• Consigne: D'après la critique de l'album Liberation Time, pourquoi Brain Damage voulait-il travailler avec Harrison Stafford sur un album complet plutôt que sur un simple featuring ? Réponds en une à trois phrases.

• Texte fourni:
Mais pour bien comprendre l'esprit de cet album, il faut nous référer à sa pièce maîtresse, piste centrale de Liberation Time, à savoir "Harrison Hello", profession de foi du chanteur dans la langue de Molière, où, dans une véritable déclaration d'amour à la France, à sa culture, à ses valeurs et à son histoire, Harrison Stafford exprime les liens indéfectibles qui rapprochent "les rastas du monde" et "le grand esprit révolutionnaire" et qui unissent la Jamaïque et l'Hexagone d'un point de vue musical. La France étant en effet l'une des grandes terres d'accueil du reggae music et, par extension, du dub (avec toute sa vague live ou sound system), Harrison Stafford en profite pour souligner son attachement à "la culture française" sur un sublime riddim stepper de Brain Damage aux accents cuivrés. Cuivres que l'on retrouve sur le touchant "Baby", pour une autre déclaration d'amour prononcée par Harrison Stafford.

"Singing Soldiers", "Raw Talking Rebels, "Rebel Music", "Everyone A Christ", les titres sur lesquels se pose l'Américain sont effectivement empreints de son attachement à la philosophie rasta. Brain Damage était d'ailleurs très clair à ce sujet dans notre interview de cet été : il voulait travailler avec H. Stafford sur un album complet et non pas pour un featuring évasif, afin "qu'il raconte une histoire", que ce Liberation Time fasse sens et qu'il garde une cohérence du premier au dernier morceau.

"Reggae is the natural mystic" clame ainsi le chanteur sur "Rebel Music", fortement marqué par Bob Marley ; et bien sûr, outre les hommages rendus à certains morceaux du "Tuff Gong", Stafford s'autorisera également à le citer dans "Singing Soldiers" en compagnie de Peter Tosh, forcément. Et concernant les instrus, on sent une filiation évidente entre Brain Damage et Carlton Barrett, le batteur des Wailers, avec, comme nous l'indiquions plus haut, des percussions portées sur le nyabinghi. Le stepper à l'anglaise n'est plus tant de mise sur les riddims de cet album, à part quelques exceptions comme sur la longue partie instrumentale dans "Stand By Me" où le Stéphanois fait une percée dans le dub qui l'a initialement inspiré. L'intermède dub que l'on peut également entendre sur "Pick Up Yourself" ravive lui aussi le stepper mais il est contrebalancé par des percus nyabinghi qui apportent une autre saveur au morceau avant que ne surviennent quelques chœurs façon Abyssinians ou Congos (observables aussi mais plus furtivement sur l'extended version "Everyone A Christ") qui nous rappellent les plus belles harmonies jamaïcaines du reggae originel.

• Données brutes:
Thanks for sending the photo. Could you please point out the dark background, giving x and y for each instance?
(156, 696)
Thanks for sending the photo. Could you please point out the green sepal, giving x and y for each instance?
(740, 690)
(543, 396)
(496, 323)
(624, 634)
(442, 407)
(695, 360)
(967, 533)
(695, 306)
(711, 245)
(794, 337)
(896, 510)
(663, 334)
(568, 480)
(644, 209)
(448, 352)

• Le résultat: Il voulait que Harrison Stafford raconte une histoire. Il tenait aussi à ce que Liberation Time ait du sens et reste cohérent du premier au dernier morceau.